— start Data records —
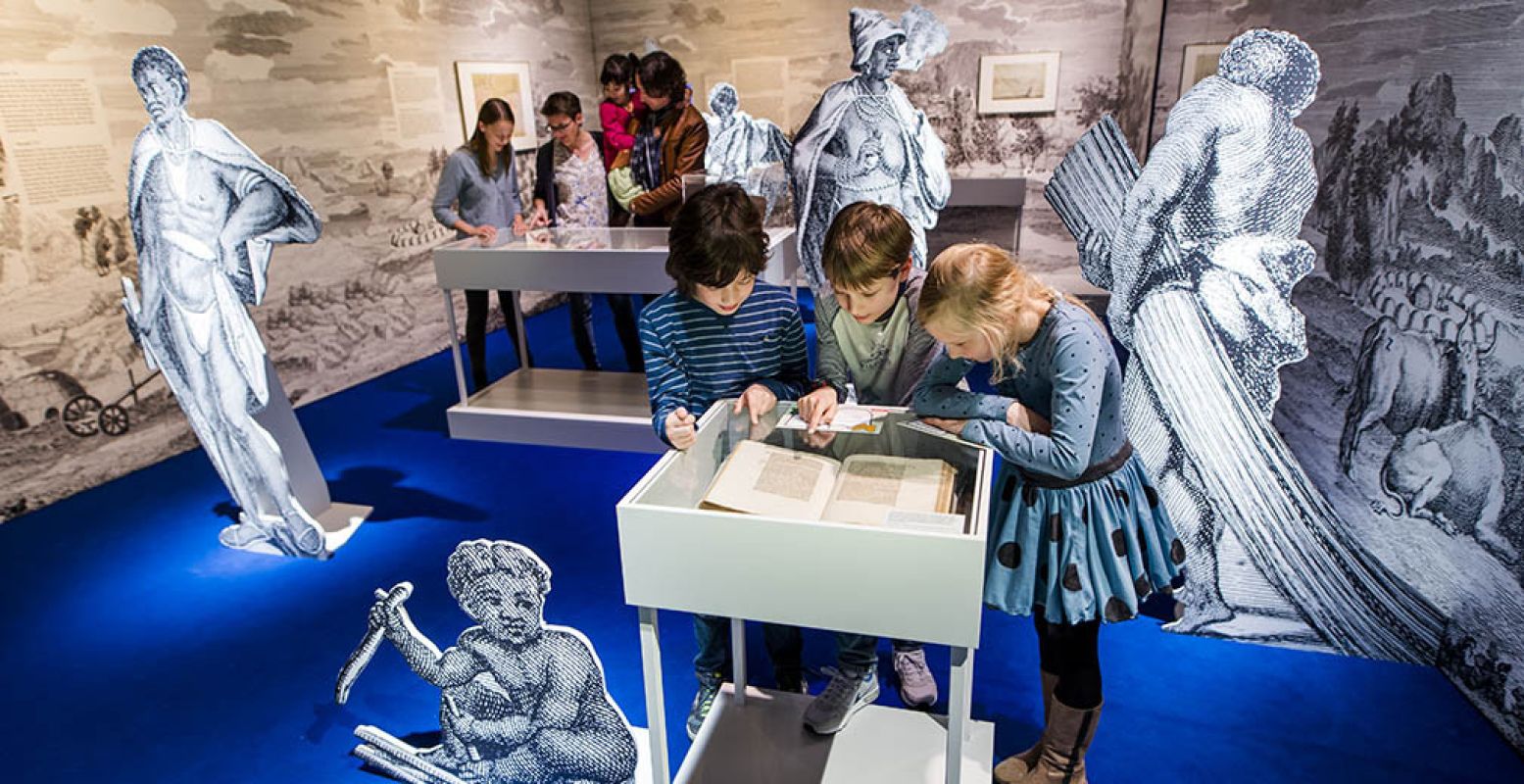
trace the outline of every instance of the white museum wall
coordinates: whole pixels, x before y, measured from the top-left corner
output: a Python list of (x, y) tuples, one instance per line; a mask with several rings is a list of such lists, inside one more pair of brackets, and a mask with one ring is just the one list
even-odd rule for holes
[[(1184, 47), (1250, 27), (1300, 35), (1323, 69), (1297, 120), (1320, 178), (1303, 226), (1318, 267), (1294, 294), (1309, 355), (1280, 374), (1276, 427), (1369, 555), (1446, 618), (1433, 664), (1524, 747), (1524, 8), (1170, 2), (1155, 136)], [(1378, 322), (1396, 337), (1362, 346)], [(1399, 409), (1430, 415), (1384, 416)], [(1297, 596), (1231, 526), (1215, 546), (1234, 616), (1201, 631), (1326, 642), (1288, 625)]]
[[(588, 5), (562, 0), (0, 0), (0, 520), (195, 445), (160, 378), (122, 401), (122, 436), (56, 419), (78, 395), (113, 403), (148, 375), (119, 305), (119, 279), (136, 276), (126, 163), (148, 119), (128, 73), (139, 47), (174, 50), (190, 114), (227, 125), (325, 220), (314, 246), (276, 249), (253, 308), (306, 403), (447, 345), (428, 250), (450, 232), (430, 214), (430, 162), (462, 142), (454, 61), (527, 61), (536, 102), (555, 90), (596, 101), (591, 40)], [(425, 85), (437, 73), (437, 92), (393, 104), (389, 67)], [(82, 85), (85, 107), (99, 93), (88, 145), (107, 163), (64, 166), (64, 183), (18, 160), (47, 142), (32, 120), (58, 110), (23, 96), (43, 76)], [(84, 182), (101, 168), (107, 182)]]

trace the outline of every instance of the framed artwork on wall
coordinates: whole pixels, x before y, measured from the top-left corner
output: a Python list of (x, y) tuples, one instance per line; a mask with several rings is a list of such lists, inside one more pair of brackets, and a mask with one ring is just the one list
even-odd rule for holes
[(1186, 46), (1186, 58), (1180, 66), (1180, 95), (1186, 95), (1196, 82), (1215, 75), (1218, 72), (1218, 55), (1227, 47), (1228, 44)]
[(488, 98), (501, 98), (514, 107), (514, 149), (538, 146), (535, 137), (535, 96), (529, 87), (529, 63), (456, 63), (456, 90), (460, 93), (460, 131), (471, 139), (477, 111)]
[(1059, 52), (978, 58), (980, 114), (1058, 111)]

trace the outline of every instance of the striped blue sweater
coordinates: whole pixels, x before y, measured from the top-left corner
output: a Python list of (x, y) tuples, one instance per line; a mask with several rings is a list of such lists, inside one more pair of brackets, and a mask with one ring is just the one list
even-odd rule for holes
[(668, 291), (640, 311), (640, 349), (651, 424), (663, 441), (663, 424), (678, 407), (700, 416), (716, 400), (751, 384), (768, 387), (779, 400), (799, 400), (809, 387), (799, 305), (776, 285), (756, 284), (730, 316)]

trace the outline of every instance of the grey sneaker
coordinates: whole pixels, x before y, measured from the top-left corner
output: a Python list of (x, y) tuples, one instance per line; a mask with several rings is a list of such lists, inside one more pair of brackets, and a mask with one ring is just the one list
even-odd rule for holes
[(715, 697), (719, 696), (719, 686), (724, 682), (724, 676), (718, 674), (698, 676), (698, 694), (693, 694), (693, 705), (687, 709), (687, 740), (698, 737), (698, 729), (709, 718), (709, 709), (715, 706)]
[(843, 673), (834, 670), (831, 683), (811, 700), (805, 709), (805, 726), (817, 735), (834, 735), (847, 726), (852, 714), (873, 705), (878, 699), (878, 667), (866, 673)]
[(927, 667), (927, 651), (916, 648), (895, 651), (895, 677), (899, 680), (899, 700), (905, 708), (931, 708), (937, 703), (937, 682)]

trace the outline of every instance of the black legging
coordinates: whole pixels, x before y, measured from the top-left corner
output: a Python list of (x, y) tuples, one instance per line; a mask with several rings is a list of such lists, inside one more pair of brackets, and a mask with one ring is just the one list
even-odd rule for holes
[(1077, 711), (1100, 706), (1100, 621), (1050, 624), (1038, 613), (1038, 657), (1042, 671), (1056, 676), (1053, 697)]
[[(471, 381), (477, 392), (486, 387), (486, 291), (479, 290), (466, 291), (466, 354), (471, 357)], [(514, 322), (512, 296), (512, 291), (498, 291), (497, 307), (501, 308), (503, 320), (507, 322), (507, 339), (514, 343), (514, 355), (518, 357), (518, 325)], [(523, 357), (518, 360), (520, 368), (523, 368)], [(529, 363), (533, 365), (533, 361), (535, 352), (530, 351)]]

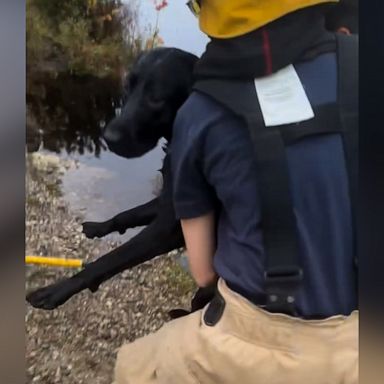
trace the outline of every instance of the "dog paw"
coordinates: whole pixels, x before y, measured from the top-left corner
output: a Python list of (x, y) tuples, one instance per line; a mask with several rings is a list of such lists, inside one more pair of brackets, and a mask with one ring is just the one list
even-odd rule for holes
[(65, 279), (27, 294), (26, 300), (34, 308), (52, 310), (86, 288), (78, 279)]
[(187, 315), (190, 315), (191, 312), (189, 311), (186, 311), (185, 309), (171, 309), (170, 311), (168, 311), (168, 315), (171, 319), (178, 319), (180, 317), (184, 317), (184, 316), (187, 316)]
[(93, 239), (95, 237), (103, 237), (111, 233), (109, 225), (105, 223), (95, 223), (92, 221), (86, 221), (82, 224), (83, 233), (88, 239)]

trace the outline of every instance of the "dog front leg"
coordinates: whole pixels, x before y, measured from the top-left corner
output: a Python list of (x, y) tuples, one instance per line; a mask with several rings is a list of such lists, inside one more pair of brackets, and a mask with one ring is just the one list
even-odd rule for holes
[(101, 283), (119, 272), (183, 245), (179, 222), (164, 221), (158, 216), (128, 242), (88, 264), (71, 278), (29, 293), (27, 301), (35, 308), (55, 309), (82, 290), (89, 288), (95, 292)]
[(128, 228), (148, 225), (157, 215), (159, 199), (155, 198), (148, 203), (128, 209), (104, 222), (86, 221), (82, 224), (83, 233), (89, 239), (103, 237), (112, 232), (119, 232), (121, 235)]

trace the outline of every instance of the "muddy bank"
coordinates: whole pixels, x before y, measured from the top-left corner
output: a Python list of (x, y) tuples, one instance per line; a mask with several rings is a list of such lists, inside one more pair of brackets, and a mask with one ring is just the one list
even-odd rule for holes
[[(27, 158), (26, 252), (94, 260), (116, 247), (89, 240), (82, 217), (61, 194), (61, 177), (75, 166), (56, 156)], [(74, 270), (26, 267), (27, 291)], [(125, 271), (92, 294), (84, 291), (54, 311), (26, 308), (27, 383), (110, 384), (116, 349), (158, 329), (167, 311), (188, 307), (194, 285), (177, 256), (159, 257)]]

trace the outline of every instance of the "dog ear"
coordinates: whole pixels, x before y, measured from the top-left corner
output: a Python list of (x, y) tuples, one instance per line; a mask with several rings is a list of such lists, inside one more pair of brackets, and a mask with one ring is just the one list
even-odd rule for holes
[(184, 317), (184, 316), (187, 316), (187, 315), (190, 315), (191, 312), (189, 311), (186, 311), (185, 309), (171, 309), (169, 312), (168, 312), (168, 315), (170, 316), (170, 318), (173, 320), (173, 319), (178, 319), (179, 317)]

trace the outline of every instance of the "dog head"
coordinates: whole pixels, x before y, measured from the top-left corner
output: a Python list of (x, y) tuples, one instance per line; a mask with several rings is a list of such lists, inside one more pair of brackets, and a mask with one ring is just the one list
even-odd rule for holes
[(103, 132), (109, 149), (126, 158), (168, 141), (177, 110), (188, 98), (197, 57), (176, 48), (156, 48), (139, 56), (124, 86), (121, 114)]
— end Data records —
Problem to solve: Can you format everything from the start of the data through the line containing "168), (107, 182)]]", inclusive, as a numbered list, skipping blank lines and leaving out the picture?

Expected answer:
1. trace the outline of every instance of the white museum wall
2. coordinates: whole pixels, x before y, measured from the top-left corner
3. output: a Python list of (x, y) tuples, one instance per line; a mask with several rings is a list of such lists, inside one more pair of brackets, and a mask with one ring is just the one list
4. even-odd rule for holes
5. [[(1184, 47), (1250, 27), (1300, 35), (1323, 69), (1297, 120), (1320, 178), (1303, 226), (1318, 267), (1294, 294), (1309, 355), (1280, 374), (1276, 427), (1369, 555), (1446, 618), (1433, 664), (1524, 747), (1524, 8), (1170, 2), (1155, 136)], [(1378, 322), (1396, 337), (1362, 346)], [(1399, 409), (1430, 415), (1384, 416)], [(1297, 596), (1231, 526), (1215, 546), (1234, 616), (1201, 631), (1326, 642), (1288, 625)]]
6. [[(588, 5), (562, 0), (0, 0), (0, 520), (195, 445), (160, 378), (122, 401), (122, 436), (56, 419), (78, 395), (113, 403), (148, 375), (119, 305), (119, 279), (136, 276), (126, 163), (148, 119), (128, 73), (139, 47), (174, 50), (190, 114), (227, 125), (325, 220), (314, 246), (276, 249), (253, 308), (306, 403), (447, 345), (428, 250), (450, 232), (430, 214), (430, 162), (462, 142), (454, 61), (527, 61), (536, 102), (555, 90), (596, 101), (591, 40)], [(425, 85), (437, 73), (437, 92), (393, 104), (389, 67)], [(82, 85), (85, 107), (99, 93), (88, 145), (107, 163), (64, 166), (64, 183), (18, 160), (47, 142), (32, 120), (58, 110), (23, 96), (43, 76)], [(84, 182), (101, 168), (107, 182)]]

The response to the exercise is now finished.